The task calls for the line containing "of the sun-lit" and all later lines, through the end of the entries below, to be set down exactly and without pictures.

*** Block opens ***

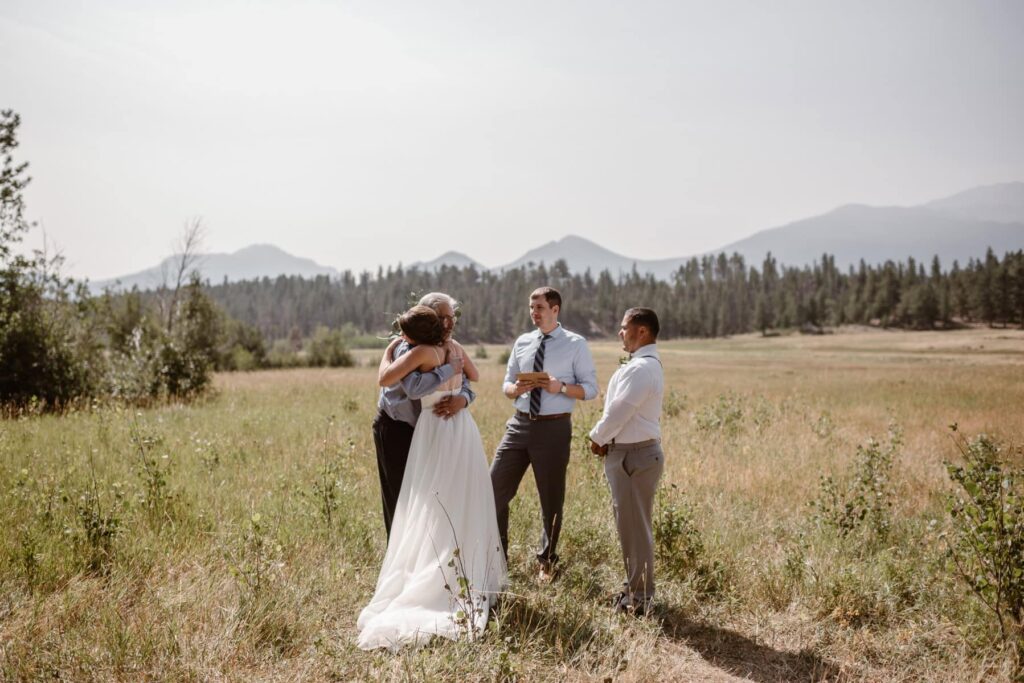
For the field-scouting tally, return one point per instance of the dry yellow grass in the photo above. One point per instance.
(756, 422)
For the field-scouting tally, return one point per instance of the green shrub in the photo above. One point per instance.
(327, 349)
(864, 502)
(680, 548)
(985, 543)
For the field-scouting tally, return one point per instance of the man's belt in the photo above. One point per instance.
(538, 418)
(636, 444)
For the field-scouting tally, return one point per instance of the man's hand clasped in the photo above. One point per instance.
(450, 406)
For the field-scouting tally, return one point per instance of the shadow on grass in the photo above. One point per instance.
(738, 655)
(561, 631)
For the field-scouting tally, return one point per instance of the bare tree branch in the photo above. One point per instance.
(186, 257)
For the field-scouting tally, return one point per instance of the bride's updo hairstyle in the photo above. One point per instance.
(422, 325)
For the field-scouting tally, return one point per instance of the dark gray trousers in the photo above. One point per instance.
(633, 474)
(545, 446)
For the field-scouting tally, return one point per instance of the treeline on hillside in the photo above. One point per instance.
(708, 297)
(60, 347)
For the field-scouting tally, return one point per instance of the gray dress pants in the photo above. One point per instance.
(545, 446)
(633, 471)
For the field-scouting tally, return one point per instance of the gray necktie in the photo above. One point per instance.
(535, 394)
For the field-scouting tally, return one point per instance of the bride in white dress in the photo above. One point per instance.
(443, 567)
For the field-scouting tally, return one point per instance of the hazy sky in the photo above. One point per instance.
(359, 133)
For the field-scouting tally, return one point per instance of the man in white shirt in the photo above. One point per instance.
(629, 437)
(539, 433)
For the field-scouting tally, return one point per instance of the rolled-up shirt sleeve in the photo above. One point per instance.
(586, 374)
(633, 389)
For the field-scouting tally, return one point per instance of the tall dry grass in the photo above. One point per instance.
(238, 538)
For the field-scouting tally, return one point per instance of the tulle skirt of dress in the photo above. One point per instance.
(445, 503)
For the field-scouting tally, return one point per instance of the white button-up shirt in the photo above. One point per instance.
(633, 404)
(566, 356)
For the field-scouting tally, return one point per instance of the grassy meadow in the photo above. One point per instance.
(238, 538)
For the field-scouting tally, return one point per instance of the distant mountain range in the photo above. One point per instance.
(956, 227)
(249, 263)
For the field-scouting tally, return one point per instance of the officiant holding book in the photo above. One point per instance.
(548, 371)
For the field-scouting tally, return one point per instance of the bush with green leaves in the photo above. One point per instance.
(679, 545)
(985, 540)
(863, 503)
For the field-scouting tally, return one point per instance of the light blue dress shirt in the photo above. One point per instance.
(566, 356)
(401, 400)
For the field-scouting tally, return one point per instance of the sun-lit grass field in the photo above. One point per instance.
(239, 537)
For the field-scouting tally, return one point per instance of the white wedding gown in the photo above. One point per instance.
(445, 503)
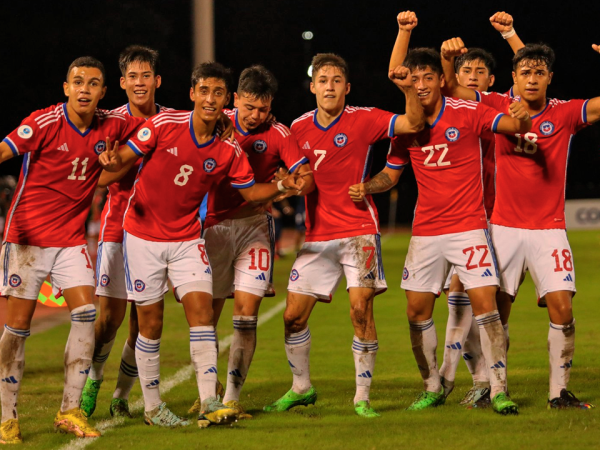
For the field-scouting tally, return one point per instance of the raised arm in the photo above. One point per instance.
(407, 21)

*** Block closes ***

• WRITTEN SOLUTION:
For the field-scouting tally, return one point per instance of the sun-lit grass field in the photo above. One point per instance.
(239, 537)
For the field-scouting tally, return one point per instance of the white wedding gown in the photo above. One point per instance.
(445, 503)
For the field-scouting tally, return one point per instance of the raised arm in the photo above. One point per instance.
(407, 21)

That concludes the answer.